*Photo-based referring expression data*
*** Block opens ***
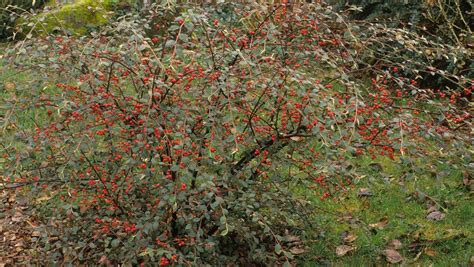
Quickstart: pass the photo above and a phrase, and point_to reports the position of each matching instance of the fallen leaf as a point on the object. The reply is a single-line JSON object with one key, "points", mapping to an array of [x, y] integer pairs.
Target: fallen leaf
{"points": [[379, 225], [297, 251], [364, 192], [392, 256], [36, 234], [296, 138], [9, 86], [349, 238], [432, 209], [343, 250], [395, 244], [430, 252], [436, 216], [292, 238]]}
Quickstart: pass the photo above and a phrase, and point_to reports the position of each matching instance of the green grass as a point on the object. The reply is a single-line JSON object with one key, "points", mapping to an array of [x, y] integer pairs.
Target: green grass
{"points": [[398, 196]]}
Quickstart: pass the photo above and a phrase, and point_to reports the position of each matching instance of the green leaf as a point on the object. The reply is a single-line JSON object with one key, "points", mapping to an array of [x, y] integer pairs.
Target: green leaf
{"points": [[115, 243], [278, 249]]}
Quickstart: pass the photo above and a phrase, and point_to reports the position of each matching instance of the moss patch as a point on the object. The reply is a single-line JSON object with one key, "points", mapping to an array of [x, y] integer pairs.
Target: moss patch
{"points": [[77, 18]]}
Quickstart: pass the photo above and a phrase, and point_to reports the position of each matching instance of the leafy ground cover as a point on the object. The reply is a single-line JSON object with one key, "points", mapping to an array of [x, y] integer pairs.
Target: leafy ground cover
{"points": [[349, 205]]}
*** Block closes ***
*REQUIRED ACTION*
If a line in the entries includes the word "array", copy that line out.

*OUTPUT OF THE EXERCISE*
Quickstart: pass the photo above and a phrase, and point_to reports the position of each matching instance of the fallen leaf as a point on the object. The reply is a single-line JSON object with one key, "points", mapping to an array of [x, y] integer pairs.
Quickstart: pass the photo above and a phrase, and point_to reports the position of each matching instance of the green grass as a point on the object. The reply is a single-line JSON object with one key, "points", mapping to an array of [x, y] integer pairs.
Quickstart: pass the photo above and a phrase, and point_to reports the position of each matching instance of the green leaf as a point on the object. The reply is a single-line JSON object with one key, "points", mapping to an array of [x, y] integer pairs.
Quickstart: pass the photo above and a phrase, and point_to reports the position of each matching instance of the moss patch as a point on the object. The reply is a single-line JSON object with one key, "points", mapping to an array of [x, y] integer pairs.
Quickstart: pass the photo above and a phrase, and point_to reports the position of each matching instance of the leafy ground cover as a point on the object. The reply is a single-line JSON object with one key, "points", mapping to an array of [x, y] integer pairs.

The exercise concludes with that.